> [Task description]
The reply should hold only the lines from the one with "find the power" through the end of the data, each given exactly.

> [Material provided]
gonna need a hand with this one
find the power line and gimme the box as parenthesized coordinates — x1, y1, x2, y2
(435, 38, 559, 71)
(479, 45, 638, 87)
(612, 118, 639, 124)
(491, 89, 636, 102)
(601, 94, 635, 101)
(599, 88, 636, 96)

> [Final answer]
find the power line and gimme the box as parenthesized coordinates — x1, y1, x2, y2
(435, 38, 559, 71)
(479, 45, 638, 87)
(612, 118, 639, 124)
(491, 89, 636, 102)
(601, 94, 635, 101)
(599, 88, 636, 96)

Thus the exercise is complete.